▸ **Exercise instructions**: Report every line of the data below that contains the word "flash", copying each such line in full.

▸ **Stored dataset items**:
____
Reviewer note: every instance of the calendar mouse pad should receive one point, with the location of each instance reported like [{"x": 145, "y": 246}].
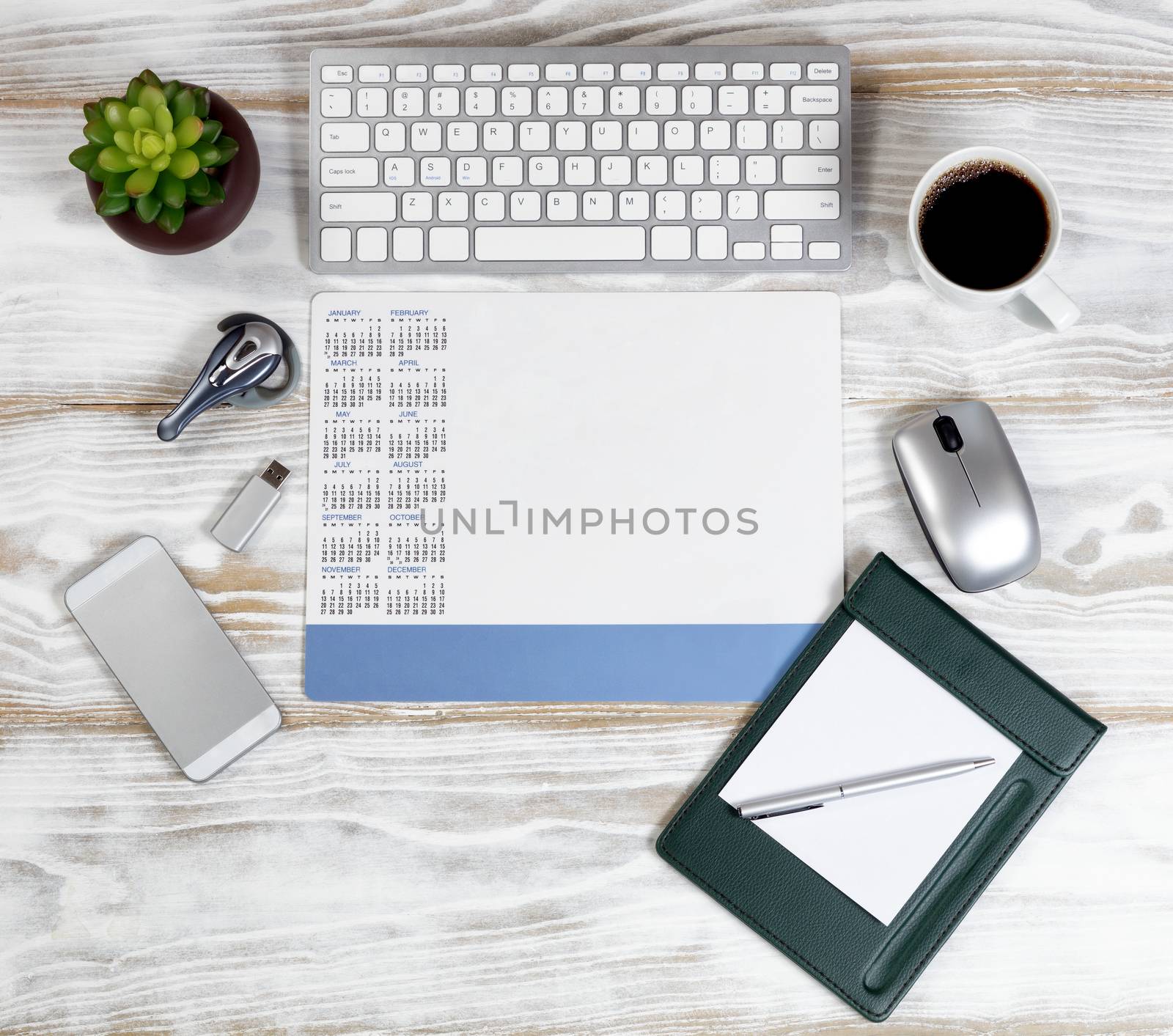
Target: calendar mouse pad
[{"x": 570, "y": 496}]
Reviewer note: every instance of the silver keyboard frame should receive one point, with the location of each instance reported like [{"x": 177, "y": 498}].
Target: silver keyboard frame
[{"x": 823, "y": 230}]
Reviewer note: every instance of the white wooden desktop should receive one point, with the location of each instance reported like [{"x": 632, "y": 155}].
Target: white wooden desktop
[{"x": 318, "y": 886}]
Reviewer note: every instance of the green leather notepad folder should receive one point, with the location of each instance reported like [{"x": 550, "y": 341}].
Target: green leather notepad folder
[{"x": 868, "y": 962}]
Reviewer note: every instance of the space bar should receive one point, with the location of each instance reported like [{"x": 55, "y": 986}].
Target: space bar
[{"x": 545, "y": 244}]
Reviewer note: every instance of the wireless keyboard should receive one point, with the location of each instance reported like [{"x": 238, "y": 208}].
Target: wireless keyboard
[{"x": 580, "y": 158}]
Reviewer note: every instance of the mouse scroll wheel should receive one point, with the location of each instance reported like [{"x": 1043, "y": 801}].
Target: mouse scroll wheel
[{"x": 948, "y": 434}]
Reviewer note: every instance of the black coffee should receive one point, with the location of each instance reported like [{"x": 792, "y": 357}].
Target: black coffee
[{"x": 983, "y": 224}]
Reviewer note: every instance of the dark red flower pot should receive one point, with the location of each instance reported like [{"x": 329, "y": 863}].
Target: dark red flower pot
[{"x": 203, "y": 226}]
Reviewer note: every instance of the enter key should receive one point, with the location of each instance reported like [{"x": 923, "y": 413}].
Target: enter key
[{"x": 809, "y": 169}]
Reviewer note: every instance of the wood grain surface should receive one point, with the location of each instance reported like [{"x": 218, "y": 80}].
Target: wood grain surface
[{"x": 490, "y": 868}]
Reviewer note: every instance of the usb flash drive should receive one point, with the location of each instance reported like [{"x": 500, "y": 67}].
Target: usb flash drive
[{"x": 251, "y": 507}]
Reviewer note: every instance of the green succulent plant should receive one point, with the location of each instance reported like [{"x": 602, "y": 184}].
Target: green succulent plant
[{"x": 155, "y": 150}]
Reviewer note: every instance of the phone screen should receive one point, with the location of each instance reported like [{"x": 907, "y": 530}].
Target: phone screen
[{"x": 168, "y": 653}]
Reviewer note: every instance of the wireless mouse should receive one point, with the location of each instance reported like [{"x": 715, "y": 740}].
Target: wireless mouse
[{"x": 969, "y": 496}]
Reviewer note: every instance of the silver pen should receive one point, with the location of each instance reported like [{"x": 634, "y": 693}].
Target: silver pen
[{"x": 812, "y": 798}]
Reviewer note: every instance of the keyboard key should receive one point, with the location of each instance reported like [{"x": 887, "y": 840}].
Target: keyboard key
[
  {"x": 473, "y": 172},
  {"x": 798, "y": 205},
  {"x": 408, "y": 103},
  {"x": 534, "y": 136},
  {"x": 444, "y": 101},
  {"x": 713, "y": 243},
  {"x": 615, "y": 170},
  {"x": 390, "y": 136},
  {"x": 811, "y": 169},
  {"x": 598, "y": 205},
  {"x": 785, "y": 232},
  {"x": 688, "y": 169},
  {"x": 733, "y": 100},
  {"x": 350, "y": 172},
  {"x": 435, "y": 172},
  {"x": 751, "y": 135},
  {"x": 762, "y": 169},
  {"x": 643, "y": 135},
  {"x": 336, "y": 103},
  {"x": 358, "y": 207},
  {"x": 578, "y": 170},
  {"x": 707, "y": 205},
  {"x": 742, "y": 205},
  {"x": 398, "y": 172},
  {"x": 625, "y": 100},
  {"x": 697, "y": 101},
  {"x": 770, "y": 100},
  {"x": 633, "y": 205},
  {"x": 651, "y": 170},
  {"x": 408, "y": 244},
  {"x": 672, "y": 243},
  {"x": 815, "y": 100},
  {"x": 680, "y": 135},
  {"x": 373, "y": 103},
  {"x": 561, "y": 205},
  {"x": 480, "y": 101},
  {"x": 518, "y": 101},
  {"x": 508, "y": 172},
  {"x": 490, "y": 207},
  {"x": 553, "y": 101},
  {"x": 461, "y": 136},
  {"x": 525, "y": 207},
  {"x": 635, "y": 73},
  {"x": 784, "y": 70},
  {"x": 371, "y": 244},
  {"x": 661, "y": 100},
  {"x": 824, "y": 134},
  {"x": 426, "y": 136},
  {"x": 336, "y": 244},
  {"x": 570, "y": 136},
  {"x": 449, "y": 244},
  {"x": 416, "y": 207},
  {"x": 715, "y": 135},
  {"x": 669, "y": 205},
  {"x": 588, "y": 100},
  {"x": 551, "y": 244},
  {"x": 452, "y": 207},
  {"x": 498, "y": 136},
  {"x": 724, "y": 169},
  {"x": 543, "y": 170},
  {"x": 345, "y": 136},
  {"x": 789, "y": 135}
]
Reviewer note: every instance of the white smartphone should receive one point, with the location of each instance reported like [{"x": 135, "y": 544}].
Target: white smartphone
[{"x": 170, "y": 656}]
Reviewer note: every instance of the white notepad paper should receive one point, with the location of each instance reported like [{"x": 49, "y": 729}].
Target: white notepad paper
[{"x": 867, "y": 710}]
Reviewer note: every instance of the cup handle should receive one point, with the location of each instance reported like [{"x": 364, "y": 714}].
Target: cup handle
[{"x": 1043, "y": 305}]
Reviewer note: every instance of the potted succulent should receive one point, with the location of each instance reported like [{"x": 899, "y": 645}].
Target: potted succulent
[{"x": 172, "y": 167}]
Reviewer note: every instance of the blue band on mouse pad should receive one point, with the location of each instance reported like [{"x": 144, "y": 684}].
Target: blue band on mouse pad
[{"x": 545, "y": 663}]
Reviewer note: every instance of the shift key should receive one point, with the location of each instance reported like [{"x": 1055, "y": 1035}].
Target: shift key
[{"x": 801, "y": 205}]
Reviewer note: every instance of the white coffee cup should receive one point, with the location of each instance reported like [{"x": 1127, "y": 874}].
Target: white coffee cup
[{"x": 1036, "y": 298}]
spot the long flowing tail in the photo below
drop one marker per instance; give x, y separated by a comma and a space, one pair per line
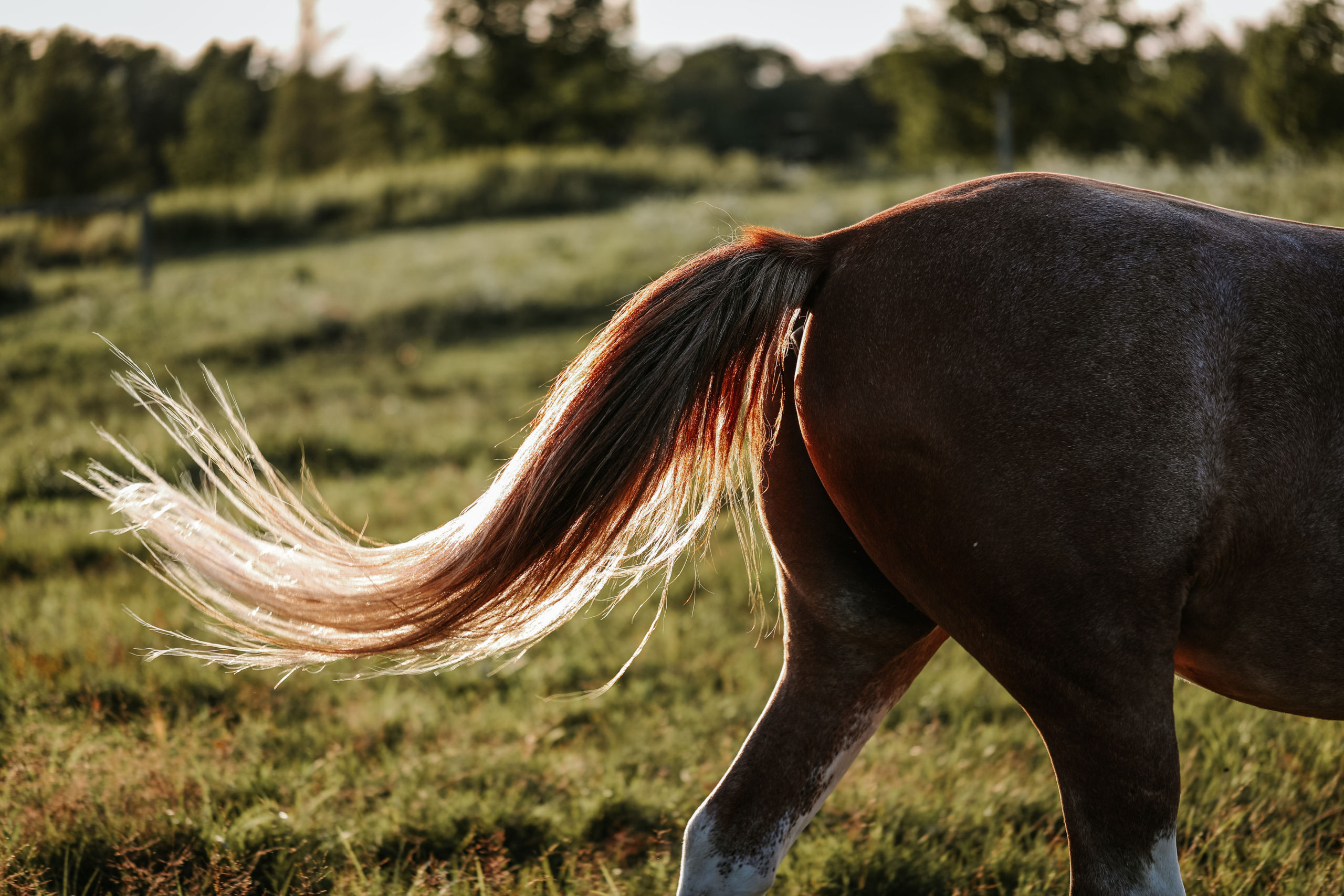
____
▸ **Response for this exercise**:
Reviewer note: every instance of the usb flash drive should receive one point, with the location of each instance reported like [{"x": 500, "y": 67}].
Target: usb flash drive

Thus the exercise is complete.